Article:

· · ·

Visualizations are the process of visually encoding data. There are several different models that define this process, one of which is based on marks and channels. A mark is a basic graphical element in an image, and is quite primitive.

Source: Visualization Analysis and Design. Tamara Munzner, with illustrations by Eamonn Maguire. A K Peters Visualization Series, CRC Press, 2014.
Source: Visualization Analysis and Design. Tamara Munzner, with illustrations by Eamonn Maguire. A K Peters Visualization Series, CRC Press, 2014.
  • A zero-dimensional mark is a point
  • A one-dimensional mark is a line
  • A two-dimensional mark is an area
  • A three-dimensional mark is a volume

Visual channels control the appearance of marks, independent of the dimensionality of the mark itself. However the dimensionality of the mark can in part determine the types of channels that can be used.

Source: Visualization Analysis and Design. Tamara Munzner, with illustrations by Eamonn Maguire. A K Peters Visualization Series, CRC Press, 2014.
Source: Visualization Analysis and Design. Tamara Munzner, with illustrations by Eamonn Maguire. A K Peters Visualization Series, CRC Press, 2014.

Channels can be added or combined to encode additional attributes (or variables) inside the graphic. In this first graph, we encode engine displacement size using data from the mpg dataset. There is a single continuous attribute to encode, so a histogram is an appropriate chart. In truth, we actually encode two attributes. Histograms bin data into a set number of intervals of equal size and count the frequency of items (or observations) occuring in each interval, so the graph uses a line mark with vertical spatial position channel for the quantitative variable (frequency) and a horizontal spatial position channel for the categorical attribute.

ggplot(mpg, aes(x = displ)) +
  geom_histogram() +
  labs(title = "mpg")
## `stat_bin()` using `bins = 30`. Pick better value with `binwidth`.

Now we encode a second attribute, highway mileage. Because we have two quantitative attributes to encode, a histogram is no longer an appropriate choice; instead, we encode these two attributes using a scatterplot with spatial position to distinguish items from one another. Here, we use point marks with horizontal and vertical spatial position channels.

ggplot(mpg, aes(x = displ, y = hwy)) +
  geom_point() +
  labs(title = "mpg")

We can encode a third categorical attribute (type of car, or class) by using a color channel to distinguish each type of car.

ggplot(mpg, aes(x = displ, y = hwy, color = class)) +
  geom_point() +
  labs(title = "mpg")

Alternatively, we could have used a shape channel to distinguish each category. However notice that the graph generates a warning message. What does this mean?

ggplot(mpg, aes(x = displ, y = hwy, shape = class)) +
  geom_point() +
  labs(title = "mpg")
## Warning: The shape palette can deal with a maximum of 6 discrete values because
## more than 6 becomes difficult to discriminate; you have 7. Consider
## specifying shapes manually if you must have them.

· · ·

Task 1:
Tally the row lines that contain the string "fixture", and give only the number.
The marks-and-channels text and the rows have no connection to each other.

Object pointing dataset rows
· · ·

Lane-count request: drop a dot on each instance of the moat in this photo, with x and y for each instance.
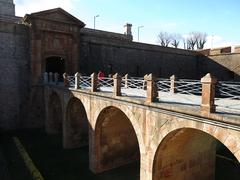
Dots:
(56, 163)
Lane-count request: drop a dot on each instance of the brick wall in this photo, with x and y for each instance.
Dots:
(14, 81)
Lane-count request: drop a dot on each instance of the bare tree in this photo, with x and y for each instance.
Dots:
(201, 39)
(191, 41)
(196, 40)
(164, 39)
(175, 40)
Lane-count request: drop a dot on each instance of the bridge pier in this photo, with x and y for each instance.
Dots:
(171, 146)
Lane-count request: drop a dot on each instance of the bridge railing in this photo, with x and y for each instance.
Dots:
(85, 81)
(191, 87)
(208, 93)
(228, 95)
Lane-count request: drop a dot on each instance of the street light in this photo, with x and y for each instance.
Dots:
(138, 31)
(95, 20)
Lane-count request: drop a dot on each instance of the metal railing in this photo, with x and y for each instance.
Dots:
(227, 94)
(85, 81)
(191, 87)
(163, 85)
(229, 90)
(105, 82)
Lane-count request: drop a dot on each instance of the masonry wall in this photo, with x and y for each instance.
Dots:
(118, 54)
(15, 73)
(224, 66)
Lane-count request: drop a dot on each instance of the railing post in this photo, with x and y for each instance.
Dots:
(56, 76)
(126, 77)
(45, 78)
(77, 78)
(50, 77)
(117, 84)
(173, 84)
(94, 82)
(208, 94)
(65, 79)
(151, 88)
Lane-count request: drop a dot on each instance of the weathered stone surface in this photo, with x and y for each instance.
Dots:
(171, 147)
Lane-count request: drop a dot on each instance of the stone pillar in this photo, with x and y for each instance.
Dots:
(94, 82)
(77, 79)
(50, 77)
(151, 88)
(126, 77)
(45, 78)
(117, 84)
(173, 84)
(208, 94)
(56, 77)
(65, 79)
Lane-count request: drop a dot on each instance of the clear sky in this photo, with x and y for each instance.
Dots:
(218, 18)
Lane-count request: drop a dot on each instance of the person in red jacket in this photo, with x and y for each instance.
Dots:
(100, 75)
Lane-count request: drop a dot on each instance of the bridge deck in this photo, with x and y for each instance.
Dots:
(227, 108)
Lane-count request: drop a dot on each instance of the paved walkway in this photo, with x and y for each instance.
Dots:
(223, 105)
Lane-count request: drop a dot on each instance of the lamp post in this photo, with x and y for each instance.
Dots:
(94, 21)
(138, 31)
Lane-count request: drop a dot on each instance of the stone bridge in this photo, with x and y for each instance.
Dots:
(170, 141)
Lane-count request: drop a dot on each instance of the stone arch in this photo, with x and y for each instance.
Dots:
(55, 114)
(116, 141)
(55, 64)
(76, 124)
(186, 153)
(227, 137)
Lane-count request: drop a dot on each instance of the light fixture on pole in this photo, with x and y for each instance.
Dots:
(94, 21)
(138, 31)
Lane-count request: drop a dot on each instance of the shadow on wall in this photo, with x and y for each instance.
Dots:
(113, 139)
(220, 67)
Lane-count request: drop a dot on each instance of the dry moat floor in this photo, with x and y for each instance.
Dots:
(56, 163)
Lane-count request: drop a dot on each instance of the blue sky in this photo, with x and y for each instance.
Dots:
(218, 18)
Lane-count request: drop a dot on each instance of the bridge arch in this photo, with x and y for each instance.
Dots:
(76, 124)
(116, 141)
(187, 153)
(55, 114)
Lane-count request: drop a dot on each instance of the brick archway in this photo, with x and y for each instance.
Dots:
(55, 114)
(55, 64)
(116, 142)
(76, 125)
(186, 153)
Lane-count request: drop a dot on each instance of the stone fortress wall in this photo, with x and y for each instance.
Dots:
(111, 52)
(15, 68)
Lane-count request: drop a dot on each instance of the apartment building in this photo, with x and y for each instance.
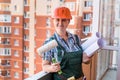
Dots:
(25, 24)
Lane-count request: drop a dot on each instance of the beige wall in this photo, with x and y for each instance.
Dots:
(20, 7)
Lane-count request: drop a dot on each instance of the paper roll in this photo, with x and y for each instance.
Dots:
(90, 41)
(48, 46)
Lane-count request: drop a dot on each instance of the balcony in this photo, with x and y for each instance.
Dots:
(40, 76)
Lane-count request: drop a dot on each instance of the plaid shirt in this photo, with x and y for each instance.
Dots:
(69, 46)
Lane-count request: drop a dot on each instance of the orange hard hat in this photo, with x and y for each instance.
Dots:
(62, 12)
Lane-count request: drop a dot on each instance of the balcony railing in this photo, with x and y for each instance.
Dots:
(40, 76)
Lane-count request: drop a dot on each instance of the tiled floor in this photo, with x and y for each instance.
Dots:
(110, 75)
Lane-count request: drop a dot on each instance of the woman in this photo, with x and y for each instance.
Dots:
(68, 54)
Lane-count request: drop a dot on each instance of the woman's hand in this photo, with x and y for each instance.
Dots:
(55, 67)
(50, 67)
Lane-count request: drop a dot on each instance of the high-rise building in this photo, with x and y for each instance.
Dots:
(25, 24)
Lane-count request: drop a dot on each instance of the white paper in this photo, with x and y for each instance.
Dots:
(90, 41)
(48, 46)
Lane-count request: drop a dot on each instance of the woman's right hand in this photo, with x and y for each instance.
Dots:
(55, 67)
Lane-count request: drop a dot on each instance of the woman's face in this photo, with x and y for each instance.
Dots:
(60, 25)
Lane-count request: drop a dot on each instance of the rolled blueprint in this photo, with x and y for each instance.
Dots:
(92, 48)
(48, 46)
(90, 41)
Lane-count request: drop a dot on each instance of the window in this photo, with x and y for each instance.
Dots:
(25, 2)
(26, 37)
(16, 42)
(48, 9)
(86, 29)
(26, 25)
(48, 22)
(15, 8)
(71, 5)
(4, 7)
(26, 70)
(87, 16)
(26, 14)
(119, 11)
(16, 20)
(5, 51)
(16, 53)
(88, 3)
(26, 48)
(16, 31)
(5, 29)
(5, 18)
(48, 34)
(16, 64)
(16, 75)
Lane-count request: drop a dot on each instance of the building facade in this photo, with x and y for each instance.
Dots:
(25, 24)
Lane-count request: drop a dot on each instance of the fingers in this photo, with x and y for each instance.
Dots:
(55, 67)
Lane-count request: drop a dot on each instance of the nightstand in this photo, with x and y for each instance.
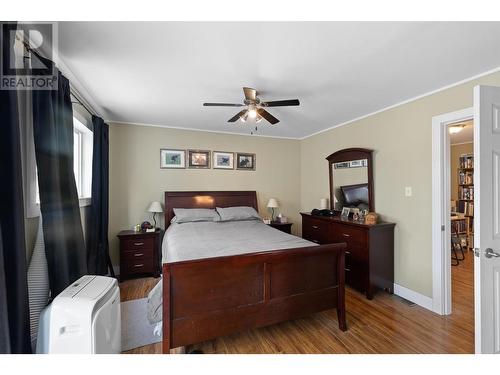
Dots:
(284, 227)
(139, 253)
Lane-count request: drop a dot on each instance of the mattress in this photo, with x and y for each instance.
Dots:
(199, 240)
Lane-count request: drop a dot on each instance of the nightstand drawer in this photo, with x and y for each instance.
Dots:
(137, 266)
(136, 255)
(137, 243)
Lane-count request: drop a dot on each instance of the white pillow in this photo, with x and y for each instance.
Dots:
(188, 215)
(238, 213)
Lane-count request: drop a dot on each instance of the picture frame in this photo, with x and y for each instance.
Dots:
(245, 161)
(172, 158)
(345, 212)
(223, 160)
(198, 159)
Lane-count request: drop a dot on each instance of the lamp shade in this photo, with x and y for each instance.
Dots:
(273, 203)
(155, 207)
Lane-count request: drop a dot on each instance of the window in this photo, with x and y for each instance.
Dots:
(82, 168)
(82, 160)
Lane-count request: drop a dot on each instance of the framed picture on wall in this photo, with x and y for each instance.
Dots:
(170, 158)
(245, 162)
(198, 159)
(223, 160)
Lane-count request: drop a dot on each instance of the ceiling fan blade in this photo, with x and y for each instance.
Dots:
(237, 116)
(281, 103)
(263, 113)
(250, 94)
(222, 105)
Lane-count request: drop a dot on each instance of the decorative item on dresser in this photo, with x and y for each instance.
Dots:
(139, 253)
(369, 257)
(272, 204)
(155, 207)
(284, 227)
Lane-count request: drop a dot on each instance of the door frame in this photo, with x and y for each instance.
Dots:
(441, 226)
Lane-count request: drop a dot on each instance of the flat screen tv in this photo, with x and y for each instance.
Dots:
(355, 195)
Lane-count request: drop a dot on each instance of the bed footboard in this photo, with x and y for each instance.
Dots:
(208, 298)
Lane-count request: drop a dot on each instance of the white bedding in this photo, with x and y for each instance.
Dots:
(200, 240)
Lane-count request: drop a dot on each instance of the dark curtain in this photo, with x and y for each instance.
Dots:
(97, 225)
(62, 226)
(14, 308)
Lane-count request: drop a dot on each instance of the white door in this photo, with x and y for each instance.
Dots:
(487, 218)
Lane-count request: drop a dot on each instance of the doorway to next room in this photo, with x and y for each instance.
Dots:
(462, 219)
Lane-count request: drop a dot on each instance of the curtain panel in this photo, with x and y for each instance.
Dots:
(59, 205)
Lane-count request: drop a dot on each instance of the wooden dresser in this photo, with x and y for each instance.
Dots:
(139, 253)
(369, 261)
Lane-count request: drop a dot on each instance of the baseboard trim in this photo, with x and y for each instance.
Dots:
(411, 295)
(116, 269)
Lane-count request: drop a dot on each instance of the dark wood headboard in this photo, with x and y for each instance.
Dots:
(206, 199)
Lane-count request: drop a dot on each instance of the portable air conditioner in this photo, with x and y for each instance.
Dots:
(84, 318)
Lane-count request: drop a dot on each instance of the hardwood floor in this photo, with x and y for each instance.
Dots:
(387, 324)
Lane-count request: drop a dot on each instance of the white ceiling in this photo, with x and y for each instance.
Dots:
(160, 73)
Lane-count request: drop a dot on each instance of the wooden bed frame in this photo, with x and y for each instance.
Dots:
(207, 298)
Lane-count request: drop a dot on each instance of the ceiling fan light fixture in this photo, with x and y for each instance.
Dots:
(252, 112)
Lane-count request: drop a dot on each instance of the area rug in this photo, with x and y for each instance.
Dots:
(136, 329)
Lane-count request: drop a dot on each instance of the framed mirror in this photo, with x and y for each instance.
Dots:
(351, 179)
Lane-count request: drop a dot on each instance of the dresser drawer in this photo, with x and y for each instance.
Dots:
(137, 243)
(315, 230)
(355, 237)
(135, 266)
(136, 255)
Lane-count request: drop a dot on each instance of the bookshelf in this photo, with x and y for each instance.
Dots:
(465, 202)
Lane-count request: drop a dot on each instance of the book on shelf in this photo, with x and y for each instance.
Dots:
(466, 207)
(466, 193)
(465, 177)
(466, 161)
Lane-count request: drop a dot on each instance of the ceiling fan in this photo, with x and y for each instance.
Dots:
(254, 107)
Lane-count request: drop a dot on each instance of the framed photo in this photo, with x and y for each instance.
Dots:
(223, 160)
(198, 159)
(245, 161)
(345, 212)
(170, 158)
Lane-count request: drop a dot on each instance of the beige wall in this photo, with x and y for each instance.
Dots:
(455, 152)
(401, 140)
(135, 177)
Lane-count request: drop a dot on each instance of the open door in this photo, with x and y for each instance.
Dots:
(487, 218)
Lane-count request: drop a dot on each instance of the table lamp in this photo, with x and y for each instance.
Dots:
(273, 203)
(155, 207)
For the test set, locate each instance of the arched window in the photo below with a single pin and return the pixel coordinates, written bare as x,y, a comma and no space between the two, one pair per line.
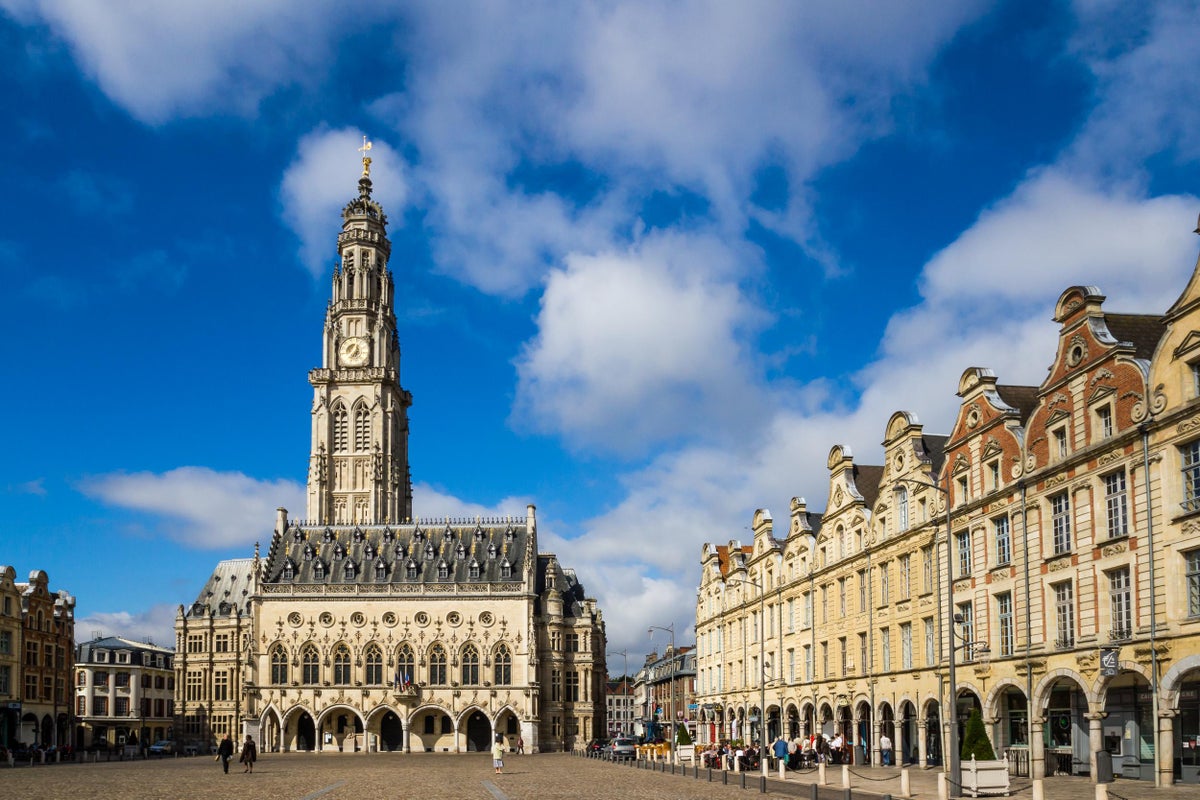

· · ·

Task 2:
List each kind of mark that the marks-and-channels text defines by its dimensionality.

Exercise result 1:
2

Exercise result 2:
Point (zero-dimensional), line (one-dimensional), area (two-dimensional), volume (three-dimensional)